--- Supplied records ---
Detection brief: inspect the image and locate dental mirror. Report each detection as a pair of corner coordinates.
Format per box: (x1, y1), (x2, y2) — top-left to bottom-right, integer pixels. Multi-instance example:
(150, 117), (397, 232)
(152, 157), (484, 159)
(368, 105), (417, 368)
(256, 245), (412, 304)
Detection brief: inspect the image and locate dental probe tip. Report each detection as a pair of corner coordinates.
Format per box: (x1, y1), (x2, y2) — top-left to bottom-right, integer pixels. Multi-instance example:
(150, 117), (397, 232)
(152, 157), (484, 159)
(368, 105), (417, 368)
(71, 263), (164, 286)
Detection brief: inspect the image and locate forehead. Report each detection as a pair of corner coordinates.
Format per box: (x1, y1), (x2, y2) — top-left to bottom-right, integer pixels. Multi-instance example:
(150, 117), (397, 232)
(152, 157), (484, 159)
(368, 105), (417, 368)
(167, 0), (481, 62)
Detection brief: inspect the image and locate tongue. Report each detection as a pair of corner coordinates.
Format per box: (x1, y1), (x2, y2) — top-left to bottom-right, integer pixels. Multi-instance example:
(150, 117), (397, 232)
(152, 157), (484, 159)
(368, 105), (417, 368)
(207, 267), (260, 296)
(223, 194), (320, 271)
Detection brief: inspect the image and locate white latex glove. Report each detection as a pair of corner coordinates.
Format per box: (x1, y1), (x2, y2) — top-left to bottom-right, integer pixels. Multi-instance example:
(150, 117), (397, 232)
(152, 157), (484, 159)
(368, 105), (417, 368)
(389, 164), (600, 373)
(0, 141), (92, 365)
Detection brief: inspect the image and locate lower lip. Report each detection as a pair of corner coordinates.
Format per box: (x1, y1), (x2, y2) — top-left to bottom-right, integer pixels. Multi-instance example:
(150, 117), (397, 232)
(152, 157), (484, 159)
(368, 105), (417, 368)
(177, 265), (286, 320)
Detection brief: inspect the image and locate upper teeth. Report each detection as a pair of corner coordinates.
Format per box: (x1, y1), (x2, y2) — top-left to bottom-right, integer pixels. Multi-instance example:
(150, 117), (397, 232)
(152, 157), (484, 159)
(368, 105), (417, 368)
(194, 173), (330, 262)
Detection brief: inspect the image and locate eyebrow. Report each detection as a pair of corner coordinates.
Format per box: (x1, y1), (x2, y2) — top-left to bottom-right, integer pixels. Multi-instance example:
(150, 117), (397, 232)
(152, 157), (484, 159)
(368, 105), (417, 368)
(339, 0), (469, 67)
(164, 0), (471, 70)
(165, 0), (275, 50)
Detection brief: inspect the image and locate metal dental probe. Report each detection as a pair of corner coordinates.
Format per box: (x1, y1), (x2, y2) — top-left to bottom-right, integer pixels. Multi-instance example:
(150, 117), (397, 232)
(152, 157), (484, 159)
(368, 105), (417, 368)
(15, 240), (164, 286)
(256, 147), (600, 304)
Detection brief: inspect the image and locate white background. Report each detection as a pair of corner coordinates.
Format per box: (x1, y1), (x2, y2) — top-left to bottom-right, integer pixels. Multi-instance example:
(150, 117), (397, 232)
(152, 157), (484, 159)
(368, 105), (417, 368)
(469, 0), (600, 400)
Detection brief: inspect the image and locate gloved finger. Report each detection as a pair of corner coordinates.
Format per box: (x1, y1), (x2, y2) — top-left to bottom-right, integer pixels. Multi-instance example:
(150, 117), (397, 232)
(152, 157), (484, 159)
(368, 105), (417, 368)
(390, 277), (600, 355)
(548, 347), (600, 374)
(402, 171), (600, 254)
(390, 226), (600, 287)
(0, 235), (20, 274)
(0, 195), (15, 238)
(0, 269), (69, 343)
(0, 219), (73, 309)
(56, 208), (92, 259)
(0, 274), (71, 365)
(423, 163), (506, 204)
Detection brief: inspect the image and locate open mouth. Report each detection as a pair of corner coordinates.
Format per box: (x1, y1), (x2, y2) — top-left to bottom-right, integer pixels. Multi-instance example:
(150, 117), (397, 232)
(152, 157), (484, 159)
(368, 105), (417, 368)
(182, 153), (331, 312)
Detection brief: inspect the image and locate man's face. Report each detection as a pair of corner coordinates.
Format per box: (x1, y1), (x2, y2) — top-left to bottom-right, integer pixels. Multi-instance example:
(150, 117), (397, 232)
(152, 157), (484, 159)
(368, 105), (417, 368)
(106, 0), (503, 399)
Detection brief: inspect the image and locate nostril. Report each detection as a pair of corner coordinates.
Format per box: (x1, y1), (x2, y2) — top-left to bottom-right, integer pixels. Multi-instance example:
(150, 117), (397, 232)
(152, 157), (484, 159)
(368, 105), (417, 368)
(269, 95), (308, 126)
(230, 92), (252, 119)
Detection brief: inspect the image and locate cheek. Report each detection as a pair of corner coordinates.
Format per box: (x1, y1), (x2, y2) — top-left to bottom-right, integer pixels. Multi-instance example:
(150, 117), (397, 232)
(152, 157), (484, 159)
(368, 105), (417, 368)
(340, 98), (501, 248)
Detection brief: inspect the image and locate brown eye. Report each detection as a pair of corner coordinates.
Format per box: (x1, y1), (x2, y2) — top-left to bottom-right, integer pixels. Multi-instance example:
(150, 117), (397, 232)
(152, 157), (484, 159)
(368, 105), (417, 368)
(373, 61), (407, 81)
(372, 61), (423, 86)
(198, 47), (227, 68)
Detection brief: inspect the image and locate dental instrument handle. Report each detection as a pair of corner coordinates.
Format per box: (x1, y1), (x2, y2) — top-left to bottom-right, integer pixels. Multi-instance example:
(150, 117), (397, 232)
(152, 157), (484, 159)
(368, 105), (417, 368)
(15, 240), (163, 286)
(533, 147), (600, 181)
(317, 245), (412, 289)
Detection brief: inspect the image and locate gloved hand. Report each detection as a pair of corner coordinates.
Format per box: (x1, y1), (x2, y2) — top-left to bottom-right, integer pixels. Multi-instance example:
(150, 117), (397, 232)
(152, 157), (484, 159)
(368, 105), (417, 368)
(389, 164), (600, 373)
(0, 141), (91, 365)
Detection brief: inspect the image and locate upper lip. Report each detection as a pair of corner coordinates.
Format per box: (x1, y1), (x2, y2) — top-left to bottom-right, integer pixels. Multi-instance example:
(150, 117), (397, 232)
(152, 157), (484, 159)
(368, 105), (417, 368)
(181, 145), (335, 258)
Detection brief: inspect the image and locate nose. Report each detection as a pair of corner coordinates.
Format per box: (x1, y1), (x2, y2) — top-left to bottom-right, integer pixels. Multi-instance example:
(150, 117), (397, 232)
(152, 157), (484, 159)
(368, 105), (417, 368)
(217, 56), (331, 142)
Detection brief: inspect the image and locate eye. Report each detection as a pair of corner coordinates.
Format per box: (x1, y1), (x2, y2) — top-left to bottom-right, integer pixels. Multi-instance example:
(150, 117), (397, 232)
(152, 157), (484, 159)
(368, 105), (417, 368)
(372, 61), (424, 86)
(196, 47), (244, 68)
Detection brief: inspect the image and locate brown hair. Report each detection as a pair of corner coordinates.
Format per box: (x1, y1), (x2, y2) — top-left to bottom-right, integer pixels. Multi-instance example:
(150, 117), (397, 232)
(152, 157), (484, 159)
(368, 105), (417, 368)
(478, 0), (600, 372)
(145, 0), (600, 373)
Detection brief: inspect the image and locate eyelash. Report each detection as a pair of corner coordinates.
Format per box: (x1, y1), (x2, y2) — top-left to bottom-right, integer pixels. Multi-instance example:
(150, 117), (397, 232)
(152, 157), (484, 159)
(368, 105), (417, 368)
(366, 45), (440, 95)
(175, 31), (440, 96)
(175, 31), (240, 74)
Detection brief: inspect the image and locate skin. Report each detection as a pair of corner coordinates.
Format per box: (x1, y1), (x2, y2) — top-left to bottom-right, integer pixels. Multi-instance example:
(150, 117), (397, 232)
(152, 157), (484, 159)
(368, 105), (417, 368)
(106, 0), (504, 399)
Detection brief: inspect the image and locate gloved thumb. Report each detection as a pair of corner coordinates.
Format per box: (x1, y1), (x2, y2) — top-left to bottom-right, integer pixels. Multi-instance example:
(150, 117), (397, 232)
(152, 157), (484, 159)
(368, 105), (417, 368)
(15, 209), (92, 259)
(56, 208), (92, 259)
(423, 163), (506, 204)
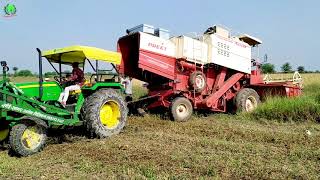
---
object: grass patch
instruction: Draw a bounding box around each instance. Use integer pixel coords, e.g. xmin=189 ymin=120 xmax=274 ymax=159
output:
xmin=249 ymin=96 xmax=320 ymax=122
xmin=246 ymin=83 xmax=320 ymax=122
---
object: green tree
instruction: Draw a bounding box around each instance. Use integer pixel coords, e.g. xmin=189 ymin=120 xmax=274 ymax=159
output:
xmin=297 ymin=66 xmax=306 ymax=73
xmin=261 ymin=63 xmax=276 ymax=74
xmin=12 ymin=67 xmax=19 ymax=76
xmin=17 ymin=70 xmax=33 ymax=77
xmin=281 ymin=62 xmax=292 ymax=73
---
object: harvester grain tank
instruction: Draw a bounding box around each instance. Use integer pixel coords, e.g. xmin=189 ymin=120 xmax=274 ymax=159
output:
xmin=118 ymin=25 xmax=301 ymax=121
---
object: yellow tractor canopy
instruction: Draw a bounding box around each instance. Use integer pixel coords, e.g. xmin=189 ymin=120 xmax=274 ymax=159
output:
xmin=42 ymin=46 xmax=121 ymax=65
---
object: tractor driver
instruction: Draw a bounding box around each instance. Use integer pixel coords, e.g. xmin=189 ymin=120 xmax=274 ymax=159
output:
xmin=58 ymin=62 xmax=84 ymax=106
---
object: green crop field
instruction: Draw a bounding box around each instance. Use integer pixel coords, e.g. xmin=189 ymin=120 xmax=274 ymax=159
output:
xmin=0 ymin=74 xmax=320 ymax=179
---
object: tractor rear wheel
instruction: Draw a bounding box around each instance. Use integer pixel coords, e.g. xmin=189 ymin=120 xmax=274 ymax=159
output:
xmin=235 ymin=88 xmax=261 ymax=112
xmin=82 ymin=89 xmax=128 ymax=138
xmin=170 ymin=97 xmax=193 ymax=122
xmin=9 ymin=122 xmax=47 ymax=156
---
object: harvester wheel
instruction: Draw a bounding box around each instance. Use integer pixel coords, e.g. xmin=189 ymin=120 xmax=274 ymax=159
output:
xmin=189 ymin=71 xmax=207 ymax=93
xmin=9 ymin=122 xmax=47 ymax=156
xmin=235 ymin=88 xmax=261 ymax=112
xmin=170 ymin=97 xmax=193 ymax=122
xmin=82 ymin=89 xmax=128 ymax=138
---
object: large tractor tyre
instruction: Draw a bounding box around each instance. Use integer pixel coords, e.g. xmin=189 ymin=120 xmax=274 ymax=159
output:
xmin=235 ymin=88 xmax=261 ymax=112
xmin=170 ymin=97 xmax=193 ymax=122
xmin=9 ymin=122 xmax=47 ymax=156
xmin=189 ymin=71 xmax=207 ymax=93
xmin=82 ymin=89 xmax=128 ymax=138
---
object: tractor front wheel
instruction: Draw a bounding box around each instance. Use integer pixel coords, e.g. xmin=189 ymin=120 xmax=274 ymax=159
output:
xmin=235 ymin=88 xmax=261 ymax=112
xmin=9 ymin=122 xmax=47 ymax=156
xmin=170 ymin=97 xmax=193 ymax=122
xmin=82 ymin=89 xmax=128 ymax=138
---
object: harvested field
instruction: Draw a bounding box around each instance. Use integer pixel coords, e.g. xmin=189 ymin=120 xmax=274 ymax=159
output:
xmin=0 ymin=74 xmax=320 ymax=179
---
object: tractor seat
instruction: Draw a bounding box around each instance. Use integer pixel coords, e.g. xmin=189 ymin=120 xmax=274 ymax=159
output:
xmin=70 ymin=80 xmax=90 ymax=96
xmin=70 ymin=89 xmax=81 ymax=95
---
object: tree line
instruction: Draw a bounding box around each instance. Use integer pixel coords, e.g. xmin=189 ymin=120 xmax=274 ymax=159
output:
xmin=10 ymin=62 xmax=320 ymax=77
xmin=261 ymin=62 xmax=320 ymax=74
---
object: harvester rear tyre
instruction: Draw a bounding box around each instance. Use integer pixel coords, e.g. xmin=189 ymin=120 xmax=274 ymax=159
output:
xmin=170 ymin=97 xmax=193 ymax=122
xmin=235 ymin=88 xmax=261 ymax=112
xmin=9 ymin=122 xmax=47 ymax=157
xmin=189 ymin=71 xmax=207 ymax=93
xmin=82 ymin=89 xmax=128 ymax=138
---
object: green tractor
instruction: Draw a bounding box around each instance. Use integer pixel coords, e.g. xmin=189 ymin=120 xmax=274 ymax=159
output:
xmin=0 ymin=46 xmax=128 ymax=156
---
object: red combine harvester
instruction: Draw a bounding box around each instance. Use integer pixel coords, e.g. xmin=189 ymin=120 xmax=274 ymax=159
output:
xmin=118 ymin=25 xmax=301 ymax=121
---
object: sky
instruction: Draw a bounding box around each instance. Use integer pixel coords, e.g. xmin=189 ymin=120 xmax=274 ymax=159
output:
xmin=0 ymin=0 xmax=320 ymax=72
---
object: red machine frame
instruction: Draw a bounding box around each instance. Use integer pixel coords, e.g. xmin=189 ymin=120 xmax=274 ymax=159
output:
xmin=118 ymin=33 xmax=301 ymax=112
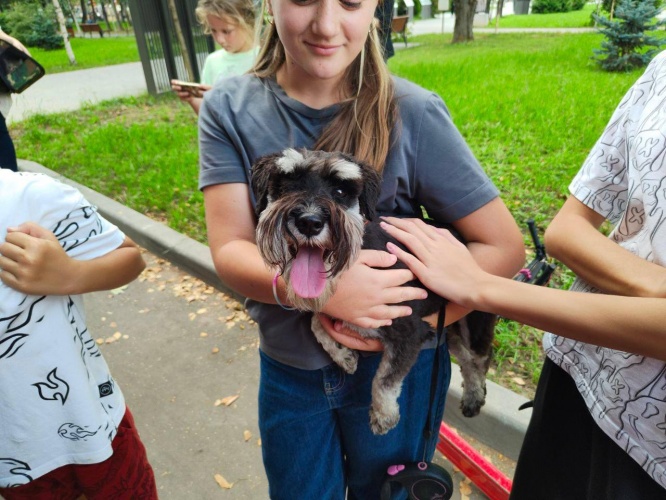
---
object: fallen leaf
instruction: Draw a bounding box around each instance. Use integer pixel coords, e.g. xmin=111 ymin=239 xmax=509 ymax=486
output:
xmin=213 ymin=394 xmax=240 ymax=406
xmin=214 ymin=474 xmax=234 ymax=490
xmin=222 ymin=394 xmax=240 ymax=406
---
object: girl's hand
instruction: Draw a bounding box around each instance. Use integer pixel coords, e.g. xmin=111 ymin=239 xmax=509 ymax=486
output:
xmin=323 ymin=250 xmax=427 ymax=345
xmin=0 ymin=222 xmax=76 ymax=295
xmin=380 ymin=217 xmax=486 ymax=308
xmin=318 ymin=313 xmax=384 ymax=351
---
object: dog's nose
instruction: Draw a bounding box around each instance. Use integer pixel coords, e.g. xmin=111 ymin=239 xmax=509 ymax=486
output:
xmin=295 ymin=214 xmax=324 ymax=237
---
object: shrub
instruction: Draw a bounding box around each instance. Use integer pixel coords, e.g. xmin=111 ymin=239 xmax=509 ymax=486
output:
xmin=532 ymin=0 xmax=572 ymax=14
xmin=593 ymin=0 xmax=666 ymax=71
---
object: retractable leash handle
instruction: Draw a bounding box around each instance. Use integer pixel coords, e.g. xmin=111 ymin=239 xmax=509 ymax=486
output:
xmin=380 ymin=462 xmax=453 ymax=500
xmin=380 ymin=301 xmax=453 ymax=500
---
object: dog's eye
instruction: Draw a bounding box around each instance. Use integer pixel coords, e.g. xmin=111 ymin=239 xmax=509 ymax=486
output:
xmin=333 ymin=188 xmax=347 ymax=198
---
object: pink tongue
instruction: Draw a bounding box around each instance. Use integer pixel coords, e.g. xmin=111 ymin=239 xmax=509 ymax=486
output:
xmin=290 ymin=246 xmax=326 ymax=299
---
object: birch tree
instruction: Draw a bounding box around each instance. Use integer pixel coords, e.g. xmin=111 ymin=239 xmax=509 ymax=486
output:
xmin=53 ymin=0 xmax=76 ymax=66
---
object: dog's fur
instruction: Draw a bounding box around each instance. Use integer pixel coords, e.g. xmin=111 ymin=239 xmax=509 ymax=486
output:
xmin=251 ymin=149 xmax=496 ymax=434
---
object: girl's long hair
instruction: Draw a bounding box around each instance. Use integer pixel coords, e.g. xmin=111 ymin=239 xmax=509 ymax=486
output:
xmin=252 ymin=0 xmax=399 ymax=172
xmin=194 ymin=0 xmax=257 ymax=36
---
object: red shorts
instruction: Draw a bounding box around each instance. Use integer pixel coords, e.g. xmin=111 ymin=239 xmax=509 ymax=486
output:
xmin=0 ymin=409 xmax=157 ymax=500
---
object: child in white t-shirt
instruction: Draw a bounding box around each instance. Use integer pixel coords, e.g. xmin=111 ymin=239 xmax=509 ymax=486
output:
xmin=171 ymin=0 xmax=257 ymax=114
xmin=0 ymin=169 xmax=157 ymax=500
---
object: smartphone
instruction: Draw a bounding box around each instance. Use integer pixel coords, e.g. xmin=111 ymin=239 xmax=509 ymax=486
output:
xmin=171 ymin=80 xmax=204 ymax=97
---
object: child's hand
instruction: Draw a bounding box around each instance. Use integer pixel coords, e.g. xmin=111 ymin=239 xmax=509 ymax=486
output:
xmin=0 ymin=222 xmax=76 ymax=295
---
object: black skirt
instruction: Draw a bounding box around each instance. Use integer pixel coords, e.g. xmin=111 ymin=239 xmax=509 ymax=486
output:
xmin=510 ymin=359 xmax=666 ymax=500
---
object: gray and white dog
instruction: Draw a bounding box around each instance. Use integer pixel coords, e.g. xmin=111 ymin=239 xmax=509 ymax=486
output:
xmin=251 ymin=149 xmax=496 ymax=434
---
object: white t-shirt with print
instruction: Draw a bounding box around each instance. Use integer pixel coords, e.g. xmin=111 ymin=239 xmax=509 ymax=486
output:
xmin=544 ymin=52 xmax=666 ymax=488
xmin=0 ymin=169 xmax=125 ymax=487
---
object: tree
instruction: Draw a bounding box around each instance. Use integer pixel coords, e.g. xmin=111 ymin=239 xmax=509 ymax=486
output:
xmin=452 ymin=0 xmax=477 ymax=43
xmin=593 ymin=0 xmax=666 ymax=71
xmin=53 ymin=0 xmax=76 ymax=65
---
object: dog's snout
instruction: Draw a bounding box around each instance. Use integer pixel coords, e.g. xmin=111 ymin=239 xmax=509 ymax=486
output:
xmin=294 ymin=214 xmax=324 ymax=237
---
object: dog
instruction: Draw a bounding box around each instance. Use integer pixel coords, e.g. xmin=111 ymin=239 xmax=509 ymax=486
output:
xmin=251 ymin=149 xmax=496 ymax=434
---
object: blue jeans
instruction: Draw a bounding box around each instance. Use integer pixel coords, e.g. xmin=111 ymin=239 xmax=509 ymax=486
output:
xmin=259 ymin=344 xmax=451 ymax=500
xmin=0 ymin=113 xmax=18 ymax=172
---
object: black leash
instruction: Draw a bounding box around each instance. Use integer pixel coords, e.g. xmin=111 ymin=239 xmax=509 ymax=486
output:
xmin=423 ymin=300 xmax=447 ymax=462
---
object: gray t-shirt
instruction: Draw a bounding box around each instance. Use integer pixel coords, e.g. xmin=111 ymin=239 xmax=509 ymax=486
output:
xmin=199 ymin=75 xmax=498 ymax=370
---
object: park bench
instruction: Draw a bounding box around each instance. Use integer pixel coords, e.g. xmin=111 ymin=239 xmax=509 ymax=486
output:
xmin=391 ymin=16 xmax=409 ymax=47
xmin=67 ymin=23 xmax=104 ymax=38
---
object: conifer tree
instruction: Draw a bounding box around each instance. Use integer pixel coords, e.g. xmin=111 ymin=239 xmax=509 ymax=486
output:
xmin=592 ymin=0 xmax=666 ymax=71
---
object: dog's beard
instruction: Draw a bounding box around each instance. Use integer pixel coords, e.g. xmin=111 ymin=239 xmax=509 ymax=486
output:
xmin=257 ymin=199 xmax=363 ymax=312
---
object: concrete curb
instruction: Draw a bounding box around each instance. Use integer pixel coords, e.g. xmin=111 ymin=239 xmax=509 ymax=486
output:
xmin=18 ymin=160 xmax=532 ymax=460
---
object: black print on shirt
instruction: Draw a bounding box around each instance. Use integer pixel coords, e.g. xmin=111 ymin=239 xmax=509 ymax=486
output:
xmin=53 ymin=206 xmax=102 ymax=252
xmin=32 ymin=368 xmax=69 ymax=405
xmin=58 ymin=423 xmax=99 ymax=441
xmin=0 ymin=458 xmax=32 ymax=488
xmin=0 ymin=296 xmax=46 ymax=360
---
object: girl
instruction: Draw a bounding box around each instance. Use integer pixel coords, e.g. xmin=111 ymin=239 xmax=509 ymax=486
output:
xmin=199 ymin=0 xmax=524 ymax=500
xmin=171 ymin=0 xmax=257 ymax=114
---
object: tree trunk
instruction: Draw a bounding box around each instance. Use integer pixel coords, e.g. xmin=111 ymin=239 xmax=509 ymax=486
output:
xmin=53 ymin=0 xmax=76 ymax=66
xmin=452 ymin=0 xmax=477 ymax=43
xmin=99 ymin=0 xmax=113 ymax=33
xmin=168 ymin=0 xmax=195 ymax=82
xmin=81 ymin=0 xmax=88 ymax=24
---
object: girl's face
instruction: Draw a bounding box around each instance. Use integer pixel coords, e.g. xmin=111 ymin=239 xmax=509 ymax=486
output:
xmin=269 ymin=0 xmax=377 ymax=88
xmin=206 ymin=14 xmax=253 ymax=54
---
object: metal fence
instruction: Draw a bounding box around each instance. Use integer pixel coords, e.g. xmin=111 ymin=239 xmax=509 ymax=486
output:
xmin=129 ymin=0 xmax=215 ymax=95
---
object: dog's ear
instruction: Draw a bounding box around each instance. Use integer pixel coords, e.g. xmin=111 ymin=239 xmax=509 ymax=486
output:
xmin=250 ymin=153 xmax=282 ymax=218
xmin=357 ymin=162 xmax=382 ymax=220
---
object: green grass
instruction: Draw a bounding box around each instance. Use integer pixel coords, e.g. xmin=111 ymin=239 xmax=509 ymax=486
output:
xmin=490 ymin=3 xmax=596 ymax=28
xmin=12 ymin=33 xmax=652 ymax=394
xmin=30 ymin=35 xmax=140 ymax=74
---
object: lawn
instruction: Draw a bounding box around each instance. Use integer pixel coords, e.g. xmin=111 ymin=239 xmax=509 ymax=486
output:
xmin=30 ymin=34 xmax=140 ymax=74
xmin=12 ymin=33 xmax=652 ymax=395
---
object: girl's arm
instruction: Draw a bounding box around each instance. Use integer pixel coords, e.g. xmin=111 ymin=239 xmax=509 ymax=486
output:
xmin=544 ymin=196 xmax=666 ymax=297
xmin=204 ymin=183 xmax=423 ymax=328
xmin=383 ymin=218 xmax=666 ymax=360
xmin=0 ymin=222 xmax=145 ymax=295
xmin=320 ymin=198 xmax=525 ymax=351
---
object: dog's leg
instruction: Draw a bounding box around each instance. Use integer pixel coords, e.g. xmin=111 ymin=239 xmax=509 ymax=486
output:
xmin=370 ymin=339 xmax=421 ymax=434
xmin=312 ymin=314 xmax=358 ymax=374
xmin=447 ymin=311 xmax=495 ymax=417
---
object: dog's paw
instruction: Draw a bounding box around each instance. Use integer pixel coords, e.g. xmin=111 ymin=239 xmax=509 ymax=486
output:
xmin=329 ymin=347 xmax=358 ymax=375
xmin=460 ymin=391 xmax=486 ymax=417
xmin=370 ymin=407 xmax=400 ymax=436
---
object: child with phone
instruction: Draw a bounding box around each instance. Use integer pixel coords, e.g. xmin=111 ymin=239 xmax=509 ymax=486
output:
xmin=171 ymin=0 xmax=257 ymax=115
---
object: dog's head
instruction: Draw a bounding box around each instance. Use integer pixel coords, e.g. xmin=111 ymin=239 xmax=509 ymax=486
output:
xmin=251 ymin=149 xmax=381 ymax=310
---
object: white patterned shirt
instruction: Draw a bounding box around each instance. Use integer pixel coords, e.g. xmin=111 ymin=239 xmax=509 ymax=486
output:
xmin=0 ymin=169 xmax=125 ymax=488
xmin=544 ymin=52 xmax=666 ymax=488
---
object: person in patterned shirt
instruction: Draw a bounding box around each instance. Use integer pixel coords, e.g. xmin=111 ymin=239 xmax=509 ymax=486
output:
xmin=0 ymin=169 xmax=157 ymax=500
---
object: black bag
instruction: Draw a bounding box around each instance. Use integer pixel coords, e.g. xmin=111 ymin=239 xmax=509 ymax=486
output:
xmin=0 ymin=40 xmax=45 ymax=94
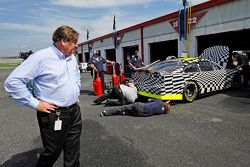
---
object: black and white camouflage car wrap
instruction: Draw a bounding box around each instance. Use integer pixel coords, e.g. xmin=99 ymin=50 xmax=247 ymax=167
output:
xmin=132 ymin=47 xmax=238 ymax=101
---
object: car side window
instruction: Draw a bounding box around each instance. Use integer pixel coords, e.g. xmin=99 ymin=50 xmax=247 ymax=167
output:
xmin=199 ymin=61 xmax=214 ymax=71
xmin=213 ymin=63 xmax=221 ymax=70
xmin=184 ymin=63 xmax=198 ymax=72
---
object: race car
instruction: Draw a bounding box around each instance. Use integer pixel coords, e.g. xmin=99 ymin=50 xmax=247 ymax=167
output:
xmin=132 ymin=45 xmax=241 ymax=102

--- Objective ---
Extract from the material above the lines running from the line with "Detection brief: inspect the image and locate upper lip." up to and including the line with "(196, 47), (244, 68)", and repeat them word for word.

--- Full answer ---
Detection brief: inspect the image and locate upper lip. Report each detection as a pair of corner coordinates.
Format per box: (x1, y1), (x2, y2) — top-left to bottom-right, integer pixels. Multi-instance example:
(150, 117), (397, 232)
(152, 157), (484, 159)
(368, 105), (417, 368)
(181, 145), (335, 258)
Detection brief: inspect the image and locate nose. Report each detection as a pair of corner coordinates.
Format per box: (x1, y1), (x2, y2) — top-left to bottom-right, integer pixels. Multi-instance example:
(150, 117), (397, 232)
(152, 157), (484, 159)
(368, 105), (417, 368)
(217, 56), (331, 142)
Detection brief: inspect the image and locate eye. Report each detection as a pair of corner coordinates.
Format per box: (x1, y1), (x2, y2) — top-left to bottom-right, integer pixels. Multi-instance example:
(150, 117), (397, 232)
(152, 157), (484, 159)
(368, 105), (417, 368)
(372, 61), (424, 86)
(196, 47), (244, 68)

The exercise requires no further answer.